= Do this =
Reproduce every line of the entries below, requests included, and add -58 to each point coordinate in the answers without changing the requests or their format samples. Omit the pictures from your reply.

--- start Provided material ---

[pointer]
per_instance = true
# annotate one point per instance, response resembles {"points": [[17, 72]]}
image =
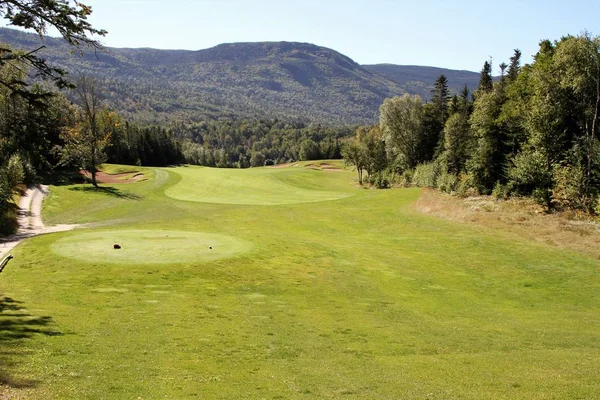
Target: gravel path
{"points": [[30, 219]]}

--- end Provided material ---

= Answer in full =
[pointer]
per_instance = true
# annotate one point per instance, response resembles {"points": [[17, 72]]}
image =
Target: gravel path
{"points": [[-28, 161]]}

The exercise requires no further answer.